CONSIGNES >>
1. Renvoyez le passage de l'article sur la méritocratie situé entre « La société met » et « de la gratuité. », ces deux bornes comprises.
2. Répondez brièvement à ces questions sur l'article sur la méritocratie :
(a) Dans quelle publication l'article a-t-il paru ?
(b) Qu'est-ce qui est présenté comme l'opposé de la méritocratie ?
(c) Quel critère de base régissait les églises, la famille, le soin et la société civile ?

La société met en avant le mérite mais elle devient impitoyable, en oubliant les besoins. Le risque? La légitimation éthique de l'inégalité. L'antidote au mal de notre siècle? La révolution de la gratuité.
Par Luigino Bruni
Publié sur Corriere della Sera - Supplemento Buone Notizie du 11/12/2018
La méritocratie est entrain de devenir la nouvelle religion de notre époque, dont les dogmes sont la culpabilisation du pauvre et l'éloge de l'inégalité. Son origine se perd en fait dans l'histoire des religions et des cultes idolâtres. La Bible (les prophètes et surtout Job) et le Christianisme ont tenté une véritable révolution anti-méritocratique, avec un succès limité. Pour la comprendre il suffirait de lire la parabole de l'ouvrier de la dernière heure, et sa politique salariale anti-méritocratique ; ou bien de prendre au sérieux le « frère aîné » dans le récit du Fils prodigue, qui reprochera au père miséricordieux de ne pas avoir suivi le registre méritocratique. La miséricorde est à l'opposé de la méritocratie : nous ne sommes pas pardonnées parce que nous le méritons, mais c'est précisément la condition de démérite qui l'engendre. Les sociétés méritocratiques sont impitoyables. Malgré cela, l'antique théologie méritocratique a continué à influencer l'Occident.
Poutant, jusqu'à récemment, nous n'avions jamais pensé à édifier une société entièrement et principalement méritocratique. Armée, sport, science, école étaient des milieux à forte tendance méritocratique, mais d'autres sphères majeures de la vie étaient régies par des logiques différentes et parfois opposées. Dans les églises, dans la famille, dans le soin, dans la société civile, le critère de base n'était pas le mérite mais le besoin, mot important aujourd'hui oublié. De plus, l'entreprise et le marché ne sont pas des milieux méritocratiques, car les choix adviennent sur la base d'information ex ante tandis que les résultats dépendent en grande partie d'événements post ante imprévus et souvent imprévisibles.

BLOC DE DONNÉES >>
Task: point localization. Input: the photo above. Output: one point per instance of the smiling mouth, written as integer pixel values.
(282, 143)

RÉPONSES >>
1.
La société met en avant le mérite mais elle devient impitoyable, en oubliant les besoins. Le risque? La légitimation éthique de l'inégalité. L'antidote au mal de notre siècle? La révolution de la gratuité.

2.
(a) Corriere della Sera - Supplemento Buone Notizie
(b) La miséricorde
(c) Le besoin